• _THE RECORDS_:
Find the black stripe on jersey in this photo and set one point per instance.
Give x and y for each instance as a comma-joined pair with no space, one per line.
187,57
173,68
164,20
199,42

• _PROMPT_: Word for word, transcribe each record.

• _ANSWER BOX_:
Find the black stripe on jersey in this photo and set one point per instance.
Give x and y for each instance as a comma-joined pair with no space, one per line.
187,57
173,68
164,20
199,42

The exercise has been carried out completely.